Task requirements: All entries below are to be set down again, identical to the source.

=====

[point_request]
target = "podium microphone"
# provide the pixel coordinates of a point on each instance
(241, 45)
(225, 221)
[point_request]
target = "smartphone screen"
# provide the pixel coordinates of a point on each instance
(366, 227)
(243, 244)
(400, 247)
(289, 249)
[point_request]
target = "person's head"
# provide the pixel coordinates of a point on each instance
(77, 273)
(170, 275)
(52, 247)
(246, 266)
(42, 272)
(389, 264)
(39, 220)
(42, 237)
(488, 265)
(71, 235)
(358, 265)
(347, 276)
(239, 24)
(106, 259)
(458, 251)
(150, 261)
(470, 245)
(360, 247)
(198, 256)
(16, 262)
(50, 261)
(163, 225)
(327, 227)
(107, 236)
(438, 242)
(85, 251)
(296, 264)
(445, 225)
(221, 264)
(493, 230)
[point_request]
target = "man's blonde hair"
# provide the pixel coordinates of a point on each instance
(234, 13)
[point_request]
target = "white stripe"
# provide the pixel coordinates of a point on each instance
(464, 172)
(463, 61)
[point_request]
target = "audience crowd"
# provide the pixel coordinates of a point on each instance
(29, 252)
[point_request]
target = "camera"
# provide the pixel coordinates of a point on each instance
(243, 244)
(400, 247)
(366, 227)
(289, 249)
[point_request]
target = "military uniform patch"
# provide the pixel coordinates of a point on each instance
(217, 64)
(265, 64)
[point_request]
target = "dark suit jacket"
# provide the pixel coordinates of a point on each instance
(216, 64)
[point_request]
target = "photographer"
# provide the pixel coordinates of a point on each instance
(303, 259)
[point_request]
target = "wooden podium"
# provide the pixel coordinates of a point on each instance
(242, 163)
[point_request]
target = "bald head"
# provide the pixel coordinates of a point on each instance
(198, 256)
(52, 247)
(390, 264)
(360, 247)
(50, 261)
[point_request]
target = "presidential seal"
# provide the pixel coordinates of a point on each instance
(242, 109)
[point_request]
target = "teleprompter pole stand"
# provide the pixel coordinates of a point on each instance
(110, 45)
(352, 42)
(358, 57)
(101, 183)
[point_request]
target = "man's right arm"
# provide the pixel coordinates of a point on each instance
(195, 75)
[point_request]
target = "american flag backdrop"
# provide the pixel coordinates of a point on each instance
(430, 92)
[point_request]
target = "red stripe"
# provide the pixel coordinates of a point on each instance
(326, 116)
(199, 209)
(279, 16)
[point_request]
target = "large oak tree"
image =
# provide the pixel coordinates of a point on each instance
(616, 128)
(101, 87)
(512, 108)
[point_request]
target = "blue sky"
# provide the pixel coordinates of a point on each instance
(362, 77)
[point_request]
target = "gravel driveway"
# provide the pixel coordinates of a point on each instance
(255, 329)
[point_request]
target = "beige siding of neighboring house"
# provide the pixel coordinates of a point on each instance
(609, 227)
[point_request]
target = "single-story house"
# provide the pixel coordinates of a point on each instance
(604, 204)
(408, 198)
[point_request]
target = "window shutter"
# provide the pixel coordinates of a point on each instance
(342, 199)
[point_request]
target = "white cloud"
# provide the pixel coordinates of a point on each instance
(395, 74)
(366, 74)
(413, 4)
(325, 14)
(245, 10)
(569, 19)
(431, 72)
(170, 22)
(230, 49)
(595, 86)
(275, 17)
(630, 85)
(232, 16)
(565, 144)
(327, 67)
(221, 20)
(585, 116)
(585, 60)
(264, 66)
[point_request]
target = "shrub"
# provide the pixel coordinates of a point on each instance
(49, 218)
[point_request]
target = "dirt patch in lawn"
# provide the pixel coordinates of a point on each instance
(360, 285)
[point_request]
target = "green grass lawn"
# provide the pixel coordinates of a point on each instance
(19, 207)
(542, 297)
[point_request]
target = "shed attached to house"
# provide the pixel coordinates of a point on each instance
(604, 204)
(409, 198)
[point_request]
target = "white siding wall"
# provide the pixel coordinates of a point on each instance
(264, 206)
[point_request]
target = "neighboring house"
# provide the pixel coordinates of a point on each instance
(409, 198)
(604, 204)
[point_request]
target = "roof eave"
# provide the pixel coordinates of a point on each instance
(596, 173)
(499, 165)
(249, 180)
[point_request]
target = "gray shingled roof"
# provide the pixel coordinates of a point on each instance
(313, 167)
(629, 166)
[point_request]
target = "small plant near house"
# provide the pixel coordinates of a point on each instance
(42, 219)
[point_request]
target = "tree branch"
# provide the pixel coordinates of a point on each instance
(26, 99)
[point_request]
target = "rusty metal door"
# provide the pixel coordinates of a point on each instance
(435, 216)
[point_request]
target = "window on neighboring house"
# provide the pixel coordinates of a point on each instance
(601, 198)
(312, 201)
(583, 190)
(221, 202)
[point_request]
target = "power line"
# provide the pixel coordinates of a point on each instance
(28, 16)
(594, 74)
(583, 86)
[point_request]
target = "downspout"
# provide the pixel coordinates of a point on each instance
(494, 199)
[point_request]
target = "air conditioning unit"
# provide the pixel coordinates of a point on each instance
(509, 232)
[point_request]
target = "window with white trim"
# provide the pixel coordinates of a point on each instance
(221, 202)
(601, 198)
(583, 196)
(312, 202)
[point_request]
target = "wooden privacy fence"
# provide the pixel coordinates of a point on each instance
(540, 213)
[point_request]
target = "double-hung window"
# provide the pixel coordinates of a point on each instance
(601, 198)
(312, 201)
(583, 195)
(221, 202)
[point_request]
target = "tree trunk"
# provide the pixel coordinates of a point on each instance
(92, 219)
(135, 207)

=====

Exercise answer:
[point_request]
target = "podium microphone"
# provide the pixel coordinates of a point on each instance
(241, 45)
(225, 221)
[point_request]
target = "smartphone screen"
# provide the pixel coordinates of a point on each instance
(366, 227)
(243, 244)
(400, 247)
(289, 249)
[point_request]
target = "person's head"
# provide the pixel coordinates of a point on each instance
(77, 273)
(170, 275)
(52, 247)
(246, 266)
(42, 272)
(389, 264)
(39, 220)
(42, 237)
(488, 265)
(71, 235)
(358, 265)
(347, 276)
(239, 24)
(106, 259)
(458, 251)
(150, 261)
(470, 245)
(360, 247)
(198, 256)
(16, 262)
(50, 261)
(163, 225)
(327, 227)
(107, 236)
(438, 242)
(85, 251)
(296, 264)
(445, 225)
(221, 264)
(493, 230)
[point_request]
target = "man's blonde hair"
# provide the pixel coordinates of a point on each instance
(234, 13)
[point_request]
target = "white stripe"
# provide the pixel coordinates of a point on each instance
(464, 172)
(463, 61)
[point_request]
target = "audience crowd"
# provide the pixel coordinates of a point on each instance
(29, 252)
[point_request]
target = "camera"
# provide the pixel coordinates of a point on each instance
(243, 244)
(400, 247)
(366, 227)
(289, 249)
[point_request]
target = "military uniform patch"
# provide the pixel coordinates of a point on each instance
(217, 64)
(265, 64)
[point_request]
target = "dark suit jacket"
# provide the pixel coordinates of a point on each instance
(216, 64)
[point_request]
target = "photographer"
# provide the pixel coordinates of a point on each instance
(303, 259)
[point_request]
target = "wooden podium"
# provide the pixel coordinates of a point on each instance
(242, 163)
[point_request]
target = "bald head"
# provide the pixel coordinates of a point on each instance
(198, 256)
(52, 247)
(390, 264)
(360, 247)
(50, 261)
[point_request]
target = "presidential seal"
# provide the pixel coordinates of a point on each instance
(242, 109)
[point_request]
target = "teleprompter pole stand"
# provide the pixel coordinates of a point on each instance
(110, 45)
(352, 42)
(358, 57)
(101, 183)
[point_request]
target = "man's right arm"
# provide the pixel coordinates of a point on each instance
(195, 75)
[point_request]
target = "american flag backdrop"
# provide the pixel coordinates of a point on each instance
(430, 92)
[point_request]
target = "red stripe"
# provide the pixel coordinates of a point on each instance
(326, 116)
(199, 209)
(279, 16)
[point_request]
target = "large oak tree"
image =
# provide the pixel coordinates of a point on each instance
(616, 128)
(101, 87)
(512, 108)
[point_request]
target = "blue sky"
# provide the pixel coordinates of a point on each instance
(362, 77)
[point_request]
target = "gravel driveway"
# provide the pixel coordinates of a point on each instance
(255, 329)
[point_request]
target = "beige siding of neighboring house"
# provide the pixel coordinates of a point on each instance
(609, 227)
[point_request]
target = "single-story house"
# provide the pixel coordinates of a point on each instance
(604, 204)
(408, 198)
[point_request]
target = "window shutter"
# provide the pixel coordinates of a point on each instance
(342, 199)
[point_request]
target = "white cloud"
# provide the pixel coordinates of a point on each instance
(395, 74)
(366, 74)
(413, 4)
(325, 14)
(245, 10)
(569, 19)
(431, 72)
(170, 22)
(230, 49)
(595, 86)
(275, 17)
(630, 85)
(232, 16)
(565, 144)
(327, 67)
(221, 20)
(585, 116)
(585, 60)
(264, 66)
[point_request]
target = "shrub"
# provide the pixel coordinates of a point on each instance
(49, 218)
[point_request]
target = "dirt patch in lawn"
# provide the pixel coordinates of a point on each instance
(360, 285)
[point_request]
target = "green grass lawn"
# provide the pixel coordinates of a point on each instance
(19, 207)
(542, 297)
[point_request]
target = "shed attached to house"
# provide the pixel coordinates of a point on each instance
(604, 204)
(409, 198)
[point_request]
target = "white siding wall"
# provide the pixel coordinates of a point on each instance
(264, 206)
[point_request]
target = "neighboring house"
# provide the pixel coordinates of a point on each instance
(409, 198)
(604, 204)
[point_request]
target = "roof eave"
# provide the pixel coordinates of a point on each instance
(596, 173)
(499, 165)
(249, 180)
[point_request]
target = "gray shingled roof"
# provide the pixel coordinates of a point on each instance
(313, 167)
(629, 166)
[point_request]
target = "small plant near house"
# provide the pixel coordinates of a point on each instance
(42, 219)
[point_request]
target = "tree branch"
# provide the pixel coordinates of a point on each instance
(26, 99)
[point_request]
target = "rusty metal door"
# provide the pixel coordinates of a point on each instance
(435, 216)
[point_request]
target = "window on neighboring house"
# provide the pixel coordinates of a point on each instance
(601, 198)
(312, 201)
(583, 190)
(221, 202)
[point_request]
target = "power line"
# provide the pixel coordinates of a point on each instance
(28, 16)
(594, 74)
(583, 86)
[point_request]
target = "downspout"
# provide the pixel coordinates of a point on each instance
(494, 199)
[point_request]
target = "air conditioning unit"
# provide the pixel coordinates of a point on each instance
(509, 232)
[point_request]
target = "window with white trim"
# provide the pixel coordinates of a point on each instance
(221, 202)
(601, 198)
(583, 196)
(312, 202)
[point_request]
target = "wooden privacy fence"
# provide the pixel coordinates of a point on each instance
(540, 213)
[point_request]
target = "double-hung window"
# provide the pixel coordinates of a point on each instance
(601, 198)
(312, 201)
(583, 195)
(221, 202)
[point_request]
target = "tree trunk"
# provide the pixel coordinates of a point on each instance
(92, 219)
(135, 207)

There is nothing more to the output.